Entries supplied:

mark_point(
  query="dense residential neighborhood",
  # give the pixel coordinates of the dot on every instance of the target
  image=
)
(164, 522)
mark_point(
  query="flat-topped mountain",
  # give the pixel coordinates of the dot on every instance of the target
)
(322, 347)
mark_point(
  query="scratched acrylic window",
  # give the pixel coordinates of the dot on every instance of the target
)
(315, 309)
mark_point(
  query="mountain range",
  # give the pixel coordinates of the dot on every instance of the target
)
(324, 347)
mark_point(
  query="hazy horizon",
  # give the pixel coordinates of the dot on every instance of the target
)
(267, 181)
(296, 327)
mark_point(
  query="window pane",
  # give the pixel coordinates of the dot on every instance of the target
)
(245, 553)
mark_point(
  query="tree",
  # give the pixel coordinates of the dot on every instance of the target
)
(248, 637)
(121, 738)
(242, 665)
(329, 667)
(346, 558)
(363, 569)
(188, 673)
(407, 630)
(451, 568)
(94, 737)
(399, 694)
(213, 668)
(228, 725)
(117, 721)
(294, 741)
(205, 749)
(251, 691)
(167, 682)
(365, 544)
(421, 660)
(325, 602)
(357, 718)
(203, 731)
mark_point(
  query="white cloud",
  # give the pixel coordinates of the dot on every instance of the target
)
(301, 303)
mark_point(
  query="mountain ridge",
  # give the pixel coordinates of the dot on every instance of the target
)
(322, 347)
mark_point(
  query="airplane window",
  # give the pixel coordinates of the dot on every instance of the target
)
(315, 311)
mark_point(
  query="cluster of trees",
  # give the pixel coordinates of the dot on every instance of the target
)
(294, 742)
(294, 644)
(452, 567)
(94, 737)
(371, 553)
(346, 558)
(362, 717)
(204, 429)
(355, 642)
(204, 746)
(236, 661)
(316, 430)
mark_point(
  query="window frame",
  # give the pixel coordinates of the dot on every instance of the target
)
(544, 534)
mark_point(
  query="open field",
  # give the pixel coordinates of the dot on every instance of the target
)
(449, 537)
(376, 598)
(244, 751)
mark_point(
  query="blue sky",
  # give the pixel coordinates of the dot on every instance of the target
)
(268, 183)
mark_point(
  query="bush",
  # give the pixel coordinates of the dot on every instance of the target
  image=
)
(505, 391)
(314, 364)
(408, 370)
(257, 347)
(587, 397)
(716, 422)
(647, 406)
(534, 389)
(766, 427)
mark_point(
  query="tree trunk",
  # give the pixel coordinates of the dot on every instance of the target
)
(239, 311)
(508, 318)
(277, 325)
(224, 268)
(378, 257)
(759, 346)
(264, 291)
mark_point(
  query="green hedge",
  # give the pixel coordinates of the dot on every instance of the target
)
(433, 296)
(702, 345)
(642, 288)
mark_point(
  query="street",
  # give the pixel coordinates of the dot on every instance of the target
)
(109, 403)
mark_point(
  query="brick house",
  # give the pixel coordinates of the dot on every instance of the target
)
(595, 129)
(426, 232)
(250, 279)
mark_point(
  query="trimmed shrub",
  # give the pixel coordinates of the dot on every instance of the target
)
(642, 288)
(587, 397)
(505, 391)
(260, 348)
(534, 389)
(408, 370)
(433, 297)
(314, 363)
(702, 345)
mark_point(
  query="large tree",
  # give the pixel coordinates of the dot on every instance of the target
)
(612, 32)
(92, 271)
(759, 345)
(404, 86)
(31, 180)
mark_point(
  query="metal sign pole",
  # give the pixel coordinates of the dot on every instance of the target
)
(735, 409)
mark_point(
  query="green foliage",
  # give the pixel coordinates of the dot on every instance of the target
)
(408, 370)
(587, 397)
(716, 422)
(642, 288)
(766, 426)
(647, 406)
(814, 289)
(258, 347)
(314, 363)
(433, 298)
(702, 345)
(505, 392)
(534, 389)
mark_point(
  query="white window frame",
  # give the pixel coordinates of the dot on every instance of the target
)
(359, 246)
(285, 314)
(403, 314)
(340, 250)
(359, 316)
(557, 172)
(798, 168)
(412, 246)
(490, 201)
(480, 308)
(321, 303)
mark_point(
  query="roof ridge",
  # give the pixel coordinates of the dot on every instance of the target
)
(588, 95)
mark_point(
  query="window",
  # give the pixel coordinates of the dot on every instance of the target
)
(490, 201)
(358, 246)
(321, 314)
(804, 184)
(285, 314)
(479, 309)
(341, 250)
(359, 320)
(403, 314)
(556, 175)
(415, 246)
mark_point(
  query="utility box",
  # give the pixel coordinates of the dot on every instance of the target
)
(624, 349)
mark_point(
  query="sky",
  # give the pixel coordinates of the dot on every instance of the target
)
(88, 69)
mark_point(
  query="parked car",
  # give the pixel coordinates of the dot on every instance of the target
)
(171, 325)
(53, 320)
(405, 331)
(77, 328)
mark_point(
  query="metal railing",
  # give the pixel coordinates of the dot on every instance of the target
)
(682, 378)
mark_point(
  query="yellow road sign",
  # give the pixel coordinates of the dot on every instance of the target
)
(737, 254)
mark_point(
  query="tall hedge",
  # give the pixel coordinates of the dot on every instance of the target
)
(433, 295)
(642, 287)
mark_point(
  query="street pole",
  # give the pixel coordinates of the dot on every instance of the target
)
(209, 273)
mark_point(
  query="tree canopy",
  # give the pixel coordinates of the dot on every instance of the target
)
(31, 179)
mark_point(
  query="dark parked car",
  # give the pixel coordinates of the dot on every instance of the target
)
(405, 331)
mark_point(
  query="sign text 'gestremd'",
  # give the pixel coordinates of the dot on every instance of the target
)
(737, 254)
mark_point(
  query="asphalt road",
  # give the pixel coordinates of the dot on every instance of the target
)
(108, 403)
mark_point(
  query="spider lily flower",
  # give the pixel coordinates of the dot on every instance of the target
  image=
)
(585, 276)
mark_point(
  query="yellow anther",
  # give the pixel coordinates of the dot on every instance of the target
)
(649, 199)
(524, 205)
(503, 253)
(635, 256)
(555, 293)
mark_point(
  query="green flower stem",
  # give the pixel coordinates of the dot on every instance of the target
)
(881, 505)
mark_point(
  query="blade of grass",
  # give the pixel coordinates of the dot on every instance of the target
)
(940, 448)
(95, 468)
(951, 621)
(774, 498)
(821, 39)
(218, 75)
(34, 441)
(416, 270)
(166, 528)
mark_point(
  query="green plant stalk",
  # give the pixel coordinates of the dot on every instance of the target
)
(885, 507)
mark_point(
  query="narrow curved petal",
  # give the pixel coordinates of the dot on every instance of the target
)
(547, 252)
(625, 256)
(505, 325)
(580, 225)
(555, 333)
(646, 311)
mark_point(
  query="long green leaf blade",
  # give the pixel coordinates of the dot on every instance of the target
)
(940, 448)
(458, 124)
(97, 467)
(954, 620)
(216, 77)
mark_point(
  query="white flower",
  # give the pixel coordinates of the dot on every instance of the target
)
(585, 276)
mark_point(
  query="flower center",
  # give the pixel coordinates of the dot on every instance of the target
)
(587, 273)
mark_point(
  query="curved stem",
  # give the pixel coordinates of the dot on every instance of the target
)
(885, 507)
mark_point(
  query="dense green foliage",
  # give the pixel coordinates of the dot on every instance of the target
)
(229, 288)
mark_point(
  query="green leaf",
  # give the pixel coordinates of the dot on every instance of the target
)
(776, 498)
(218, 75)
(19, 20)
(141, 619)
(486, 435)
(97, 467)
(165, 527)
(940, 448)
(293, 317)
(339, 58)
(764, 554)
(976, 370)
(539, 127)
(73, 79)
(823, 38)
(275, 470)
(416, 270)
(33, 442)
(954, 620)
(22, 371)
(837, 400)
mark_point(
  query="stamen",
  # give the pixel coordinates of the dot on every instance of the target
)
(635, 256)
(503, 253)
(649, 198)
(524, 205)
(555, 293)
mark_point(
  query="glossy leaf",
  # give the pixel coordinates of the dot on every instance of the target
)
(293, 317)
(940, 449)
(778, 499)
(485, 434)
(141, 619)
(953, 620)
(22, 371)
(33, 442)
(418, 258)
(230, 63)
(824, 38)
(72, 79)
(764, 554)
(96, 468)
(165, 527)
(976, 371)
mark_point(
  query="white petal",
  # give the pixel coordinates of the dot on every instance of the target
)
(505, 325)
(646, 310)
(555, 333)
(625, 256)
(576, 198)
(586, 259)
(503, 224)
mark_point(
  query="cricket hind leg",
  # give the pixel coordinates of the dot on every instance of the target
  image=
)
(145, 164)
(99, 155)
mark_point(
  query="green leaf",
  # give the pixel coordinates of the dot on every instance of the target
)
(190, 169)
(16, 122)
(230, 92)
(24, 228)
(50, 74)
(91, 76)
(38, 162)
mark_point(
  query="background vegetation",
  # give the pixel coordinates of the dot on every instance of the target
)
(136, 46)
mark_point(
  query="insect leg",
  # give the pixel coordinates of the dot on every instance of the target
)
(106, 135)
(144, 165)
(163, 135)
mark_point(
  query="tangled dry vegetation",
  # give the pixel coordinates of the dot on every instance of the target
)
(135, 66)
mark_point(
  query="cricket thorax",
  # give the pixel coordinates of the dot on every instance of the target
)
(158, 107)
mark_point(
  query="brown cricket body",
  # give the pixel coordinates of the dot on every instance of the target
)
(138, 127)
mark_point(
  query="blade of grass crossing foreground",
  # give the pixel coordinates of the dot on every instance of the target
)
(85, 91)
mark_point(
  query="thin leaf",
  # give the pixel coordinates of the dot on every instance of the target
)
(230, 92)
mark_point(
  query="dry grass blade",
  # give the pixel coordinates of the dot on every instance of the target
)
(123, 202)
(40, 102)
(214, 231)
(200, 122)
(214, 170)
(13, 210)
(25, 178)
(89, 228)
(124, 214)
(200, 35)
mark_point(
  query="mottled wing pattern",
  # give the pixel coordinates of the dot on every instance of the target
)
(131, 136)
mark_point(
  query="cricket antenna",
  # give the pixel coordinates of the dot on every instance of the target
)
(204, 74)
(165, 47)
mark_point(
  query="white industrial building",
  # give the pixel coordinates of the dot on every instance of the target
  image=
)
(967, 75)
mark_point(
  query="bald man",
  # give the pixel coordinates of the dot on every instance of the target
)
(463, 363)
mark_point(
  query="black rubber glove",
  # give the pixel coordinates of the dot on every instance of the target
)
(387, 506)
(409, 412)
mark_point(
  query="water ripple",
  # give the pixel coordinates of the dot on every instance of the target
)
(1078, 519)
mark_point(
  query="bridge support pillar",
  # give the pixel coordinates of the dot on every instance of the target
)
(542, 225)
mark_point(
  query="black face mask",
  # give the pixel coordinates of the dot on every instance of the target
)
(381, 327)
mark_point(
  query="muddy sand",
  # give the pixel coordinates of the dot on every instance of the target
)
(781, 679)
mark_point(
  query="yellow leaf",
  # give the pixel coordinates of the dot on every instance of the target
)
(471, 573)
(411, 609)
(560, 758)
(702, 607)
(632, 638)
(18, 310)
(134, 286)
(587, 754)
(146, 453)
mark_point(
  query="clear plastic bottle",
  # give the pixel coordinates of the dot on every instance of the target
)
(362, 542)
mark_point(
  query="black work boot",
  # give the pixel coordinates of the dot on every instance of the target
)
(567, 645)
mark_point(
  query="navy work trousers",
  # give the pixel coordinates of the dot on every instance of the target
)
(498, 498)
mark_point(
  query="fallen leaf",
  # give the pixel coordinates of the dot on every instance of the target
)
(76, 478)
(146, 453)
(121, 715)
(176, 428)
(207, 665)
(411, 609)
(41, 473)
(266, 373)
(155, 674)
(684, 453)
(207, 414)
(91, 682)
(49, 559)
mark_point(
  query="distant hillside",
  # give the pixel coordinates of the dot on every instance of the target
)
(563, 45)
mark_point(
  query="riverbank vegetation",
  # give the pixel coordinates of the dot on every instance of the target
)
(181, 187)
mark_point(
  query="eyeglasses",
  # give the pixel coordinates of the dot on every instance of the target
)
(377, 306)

Request:
Please list every line in the entries above that contains the word "black", copying each line in full.

Finished task:
  query="black rubber glove",
  query="black face mask",
  query="black work boot",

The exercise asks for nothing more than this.